§ SOURCE RECORDS:
[BEGIN]
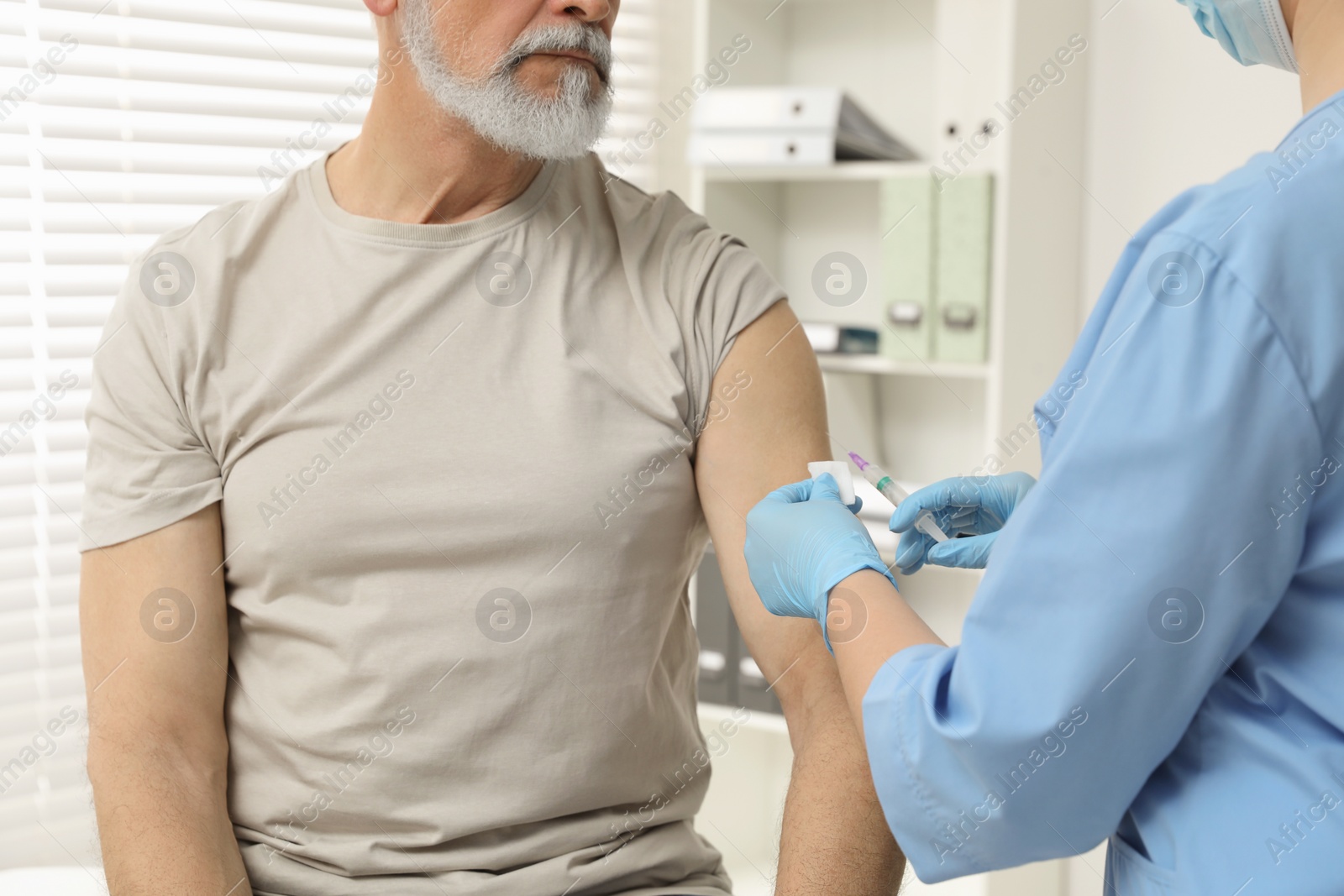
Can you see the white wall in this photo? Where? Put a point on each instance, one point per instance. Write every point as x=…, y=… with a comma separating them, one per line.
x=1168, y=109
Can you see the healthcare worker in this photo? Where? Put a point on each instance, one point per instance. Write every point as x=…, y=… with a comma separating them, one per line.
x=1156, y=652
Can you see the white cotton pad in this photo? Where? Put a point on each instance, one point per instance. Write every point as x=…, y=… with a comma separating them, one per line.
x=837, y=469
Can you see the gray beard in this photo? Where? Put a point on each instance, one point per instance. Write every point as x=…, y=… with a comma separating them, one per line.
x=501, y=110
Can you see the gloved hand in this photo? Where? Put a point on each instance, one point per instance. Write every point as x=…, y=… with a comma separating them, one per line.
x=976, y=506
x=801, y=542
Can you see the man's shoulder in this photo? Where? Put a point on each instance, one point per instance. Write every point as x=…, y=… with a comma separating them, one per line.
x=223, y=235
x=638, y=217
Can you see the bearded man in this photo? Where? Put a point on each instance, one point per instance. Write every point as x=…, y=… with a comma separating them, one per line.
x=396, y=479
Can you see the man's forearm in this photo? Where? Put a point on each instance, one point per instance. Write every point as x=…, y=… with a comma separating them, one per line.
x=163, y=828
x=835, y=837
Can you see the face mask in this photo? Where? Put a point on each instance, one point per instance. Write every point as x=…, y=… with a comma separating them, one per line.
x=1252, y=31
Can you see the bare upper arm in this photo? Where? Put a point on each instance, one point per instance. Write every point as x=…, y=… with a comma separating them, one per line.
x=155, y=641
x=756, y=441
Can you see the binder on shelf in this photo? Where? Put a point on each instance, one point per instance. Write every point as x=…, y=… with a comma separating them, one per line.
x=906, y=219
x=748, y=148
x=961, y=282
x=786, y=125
[END]
§ WRITTEN INSTRUCTION:
Update the material from its start up to and including the line with "x=1168, y=109", replacing "white wall" with "plain wall" and keeping everything else unchanged. Leave the pictures out of your answer.

§ COMPLETED TASK:
Can you see the plain wall in this photo? Where? Put a point on each instance, one point per instance. Write every point as x=…, y=… with a comma separating them, one per line.
x=1168, y=109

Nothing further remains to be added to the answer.